Document text:
◇ ◇ ◇ ◇
Through this calculated scheme of using ChatGPT technology, integrated on various non-ChatGPT platforms (such as Snapchat, Stripe, etc.) to intercept, acquire, transmit, and record Plaintiffs’ and ChatGPT API Class Members’ electronic communications, Defendants willfully and without valid consent from all parties to the communication, take unauthorized measures to read and understand the contents or meaning of the electronic communications of Plaintiffs and ChatGPT API Class. The interception and recording of electronic communications occurs while the electronic communications are in transit or passing over any wire, line, or cable…

HOLY MOLY.

To my eye, if these allegations are true the Plaintiffs have actually asserted a valid claim under CIPA. This sort of real-time reading and analysis of ongoing communications is PRECISELY what the CIPA was designed to prevent. So unlike some of the silly web session recording cases we have seen P.M. really seems to have legs.

A bunch of classes at issue here including:

a. Non-User Class: All persons in the United States whose PII, Personal
Information, or Private Information was disclosed to, or accessed, collected,
tracked, taken, or used by Defendants without consent or authorization.

b. ChatGPT User Class: All persons in the United States who used ChatGPT,
whose Private Information was disclosed to, or intercepted, accessed, collected,
tracked, taken, or used by Defendants without consent or authorization.

c. ChatGPT API User Class: All persons in the United States who used other
platforms, programs, or applications which integrated ChatGPT technology,
whose Private Information was disclosed to, or intercepted, accessed, collected,
tracked, taken, or used by Defendants without consent or authorization.

d. Microsoft User Class: All persons in the United States who used Microsoft
platforms, programs, or applications which integrated ChatGPT technology,
whose Private Information was disclosed to, or intercepted, accessed, collected,
tracked, taken, or used by Defendants without consent or authorization.

e. Minor ChatGPT User Class: All persons in the United States who, while 16
years or younger, used ChatGPT, or other platforms, programs, or applications
which integrated ChatGPT API or ChatGPT Plug-In, whose Private
Information was disclosed to, or intercepted, accessed, collected, tracked,
taken, or used by Defendants without consent or authorization.
◇ ◇ ◇ ◇
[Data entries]
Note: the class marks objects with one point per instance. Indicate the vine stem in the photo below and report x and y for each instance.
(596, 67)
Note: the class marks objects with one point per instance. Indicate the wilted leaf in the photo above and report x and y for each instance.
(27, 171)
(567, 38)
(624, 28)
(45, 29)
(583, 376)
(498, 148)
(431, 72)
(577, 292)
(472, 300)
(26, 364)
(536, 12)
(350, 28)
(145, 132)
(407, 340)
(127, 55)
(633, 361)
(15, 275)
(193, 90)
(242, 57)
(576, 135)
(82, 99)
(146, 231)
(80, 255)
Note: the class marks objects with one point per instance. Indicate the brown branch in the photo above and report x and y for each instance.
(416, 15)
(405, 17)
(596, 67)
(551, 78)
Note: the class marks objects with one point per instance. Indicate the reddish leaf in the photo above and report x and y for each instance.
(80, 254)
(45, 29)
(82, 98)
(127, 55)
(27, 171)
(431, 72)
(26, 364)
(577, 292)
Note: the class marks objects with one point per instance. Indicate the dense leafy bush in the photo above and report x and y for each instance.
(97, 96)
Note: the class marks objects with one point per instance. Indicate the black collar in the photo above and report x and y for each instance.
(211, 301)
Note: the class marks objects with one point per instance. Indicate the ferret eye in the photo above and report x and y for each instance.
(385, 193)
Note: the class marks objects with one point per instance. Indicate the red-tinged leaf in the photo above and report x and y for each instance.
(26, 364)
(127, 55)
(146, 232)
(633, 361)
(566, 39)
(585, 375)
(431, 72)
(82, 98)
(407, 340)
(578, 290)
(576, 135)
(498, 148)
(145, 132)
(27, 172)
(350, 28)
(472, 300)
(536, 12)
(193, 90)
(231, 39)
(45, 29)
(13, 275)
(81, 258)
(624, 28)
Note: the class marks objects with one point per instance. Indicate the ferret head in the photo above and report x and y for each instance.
◇ ◇ ◇ ◇
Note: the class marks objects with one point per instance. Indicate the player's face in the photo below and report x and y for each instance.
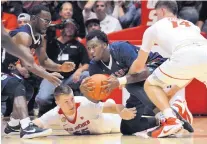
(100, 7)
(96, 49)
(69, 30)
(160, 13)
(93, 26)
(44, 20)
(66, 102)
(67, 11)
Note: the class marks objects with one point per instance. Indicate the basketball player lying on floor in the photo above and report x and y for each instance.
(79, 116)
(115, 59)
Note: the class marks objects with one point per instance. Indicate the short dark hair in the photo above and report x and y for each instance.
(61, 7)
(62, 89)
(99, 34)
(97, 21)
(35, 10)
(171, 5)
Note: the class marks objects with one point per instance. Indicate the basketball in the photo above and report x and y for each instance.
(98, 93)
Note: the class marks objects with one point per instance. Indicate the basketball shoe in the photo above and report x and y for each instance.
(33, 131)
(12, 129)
◇ ◇ ◇ ◇
What you need to do:
1. Using the text on the ChatGPT class action, decide whether each statement agrees with it: (a) the Minor ChatGPT User Class covers persons who were 16 years or younger when they used ChatGPT or an integrated platform; (b) the writer sees this case as much like the silly web session recording cases; (c) Snapchat is named as a non-ChatGPT platform that integrated ChatGPT technology. For each, answer yes or no and quote the deciding words of the text.
2. Pick up the text on the ChatGPT class action after its final sentence and carry it on.

Responses by item number:
1.
(a) Yes: "All persons in the United States who, while 16 years or younger, used ChatGPT, or other platforms, programs, or applications which integrated ChatGPT API or ChatGPT Plug-In"
(b) No: "So unlike some of the silly web session recording cases we have seen P.M. really seems to have legs."
(c) Yes: "integrated on various non-ChatGPT platforms (such as Snapchat, Stripe, etc.)"

2.
f. ChatGPT Plus User Class: All persons in the United States who used ChatGPT website or mobile app and whose Personal Information or PII was intercepted, accessed, collected, tracked, stored, shared, taken, or used by Defendants without consent and/or authorization

While it is impossible at this stage to say how many people are in each class, given the millions of daily users these platforms have it is easy to imagine damages surpassing $5BB a day. So while Microsoft famously has over $100BB in cash on hand at any one time, this case could exceed $1.5TT in damages with relative ease–and that’s just looking at one year of exposure.

My goodness.

It is not an overstatement to say that P.M. may be one of the most consequential civil actions ever filed. Not only are the available damages here potentially enough to bankrupt both Microsoft and OpenAI, the crushing and stifling impact of the CIPA as applied to emerging generative AI tools may be sufficient to set back Americas’ AI ambitions and allow less litigious nations–say, China–to take a clear lead in the world’s great AI arms race.

And notably, this complaint does not appear to be some slapped-together hogwash by some lawyer with a crazy pipedream. This thing is well crafted and well thought out. Indeed, even beyond CIPA there are a number of claims that have credibility. This could be an absolute nightmare for OpenAI and Microsoft to deal with.

Obviously, Troutman Amin, LLP has been at the forefront of legal issues in this space and are closely following and reporting on developments here.